There are many converters one the Internet, but I am not satisfied with their quality. And this is my way to convert the files.

I have a Nook Simple Touch (without backlight), I like it. Cheap, convenient side buttons, Wi-Fi (I dunno why I need that).

Reading PDF on each e-book is really hard, due to resolution, pdf structure itself and maybe a poor functionality of e-book software.

To write good PDF parser is really hard, and impossible. So after some time write my own, I dropped that idea (you can find many posts about the problem of parsing the PDF files).

I decided to use existing software.

First time, I used pdftohtml. It generates HTML exactly the same how book looks, page by page. The text is good but, unfortunately, everything in absolute position. So it is not possible to parse all this HTML and make good ePub book.

Next way was generating DOC file and DOC to HTML. I used Nitro Pro 9 to generate DOC. Again the same problem, there is no possibility for post-processing.

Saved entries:
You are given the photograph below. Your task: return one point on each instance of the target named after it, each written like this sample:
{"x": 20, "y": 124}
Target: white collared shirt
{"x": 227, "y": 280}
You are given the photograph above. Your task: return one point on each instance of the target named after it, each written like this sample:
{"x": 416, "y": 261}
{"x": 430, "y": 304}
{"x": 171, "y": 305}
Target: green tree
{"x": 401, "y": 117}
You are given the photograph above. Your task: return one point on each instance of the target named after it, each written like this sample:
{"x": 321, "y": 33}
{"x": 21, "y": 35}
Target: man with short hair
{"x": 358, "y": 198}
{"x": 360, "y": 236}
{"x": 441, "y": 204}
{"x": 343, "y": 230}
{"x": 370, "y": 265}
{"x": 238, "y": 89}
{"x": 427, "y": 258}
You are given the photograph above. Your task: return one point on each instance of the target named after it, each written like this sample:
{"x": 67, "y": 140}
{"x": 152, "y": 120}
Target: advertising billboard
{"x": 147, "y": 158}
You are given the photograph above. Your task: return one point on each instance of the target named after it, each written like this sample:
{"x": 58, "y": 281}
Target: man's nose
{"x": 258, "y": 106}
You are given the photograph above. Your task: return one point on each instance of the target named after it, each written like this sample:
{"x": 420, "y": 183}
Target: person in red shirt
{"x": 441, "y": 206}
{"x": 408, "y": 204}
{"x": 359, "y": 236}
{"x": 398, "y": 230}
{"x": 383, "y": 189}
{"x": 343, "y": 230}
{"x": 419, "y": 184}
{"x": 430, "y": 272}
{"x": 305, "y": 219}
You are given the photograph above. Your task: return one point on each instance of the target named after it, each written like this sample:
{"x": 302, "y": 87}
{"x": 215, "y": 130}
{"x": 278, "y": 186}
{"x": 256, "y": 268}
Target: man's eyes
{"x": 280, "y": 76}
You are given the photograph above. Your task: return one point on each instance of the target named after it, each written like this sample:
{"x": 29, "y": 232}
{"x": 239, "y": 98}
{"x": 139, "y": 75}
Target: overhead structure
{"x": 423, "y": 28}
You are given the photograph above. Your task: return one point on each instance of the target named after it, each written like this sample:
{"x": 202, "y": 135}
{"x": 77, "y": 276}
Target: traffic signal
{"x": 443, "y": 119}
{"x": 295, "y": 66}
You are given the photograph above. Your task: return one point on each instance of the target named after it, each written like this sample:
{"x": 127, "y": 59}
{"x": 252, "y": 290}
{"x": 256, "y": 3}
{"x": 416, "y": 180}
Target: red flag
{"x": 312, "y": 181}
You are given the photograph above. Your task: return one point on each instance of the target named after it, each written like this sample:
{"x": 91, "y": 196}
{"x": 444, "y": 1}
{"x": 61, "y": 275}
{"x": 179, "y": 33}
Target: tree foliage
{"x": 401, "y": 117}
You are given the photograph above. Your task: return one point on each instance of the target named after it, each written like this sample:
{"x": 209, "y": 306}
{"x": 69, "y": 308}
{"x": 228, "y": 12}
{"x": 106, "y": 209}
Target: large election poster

▶ [EXERCISE TASKS]
a) Locate every line of the listing that contains the string "shirt", and copy each such line.
b) Carry on the post about converting PDF files into ePub books, beginning after its final sentence.
The post on converting PDF files for an e-reader and the listing have no connection to each other.

▶ [RESPONSES PER TASK]
a)
Target: white collared shirt
Target: person in red shirt

b)
Finally, I used Foxit PhantomPDF, it can generate HTML. This generator was almost perfect. The file is good for post-processing. There is no absolute positioning. Tables, code, titles very good.

Of course, I think it impossible to make everything automatically. You can make some regexp, functions to fix some issues in a file. But most of the time you spend to format the HTML by a hand, all previous steps just can reduce your work.

So my way is:

  1. Foxit PhantomPDF converting PDF to HTML
  2. Post-processing HTML with regexp, functions and so on.
  3. Fixing by hand.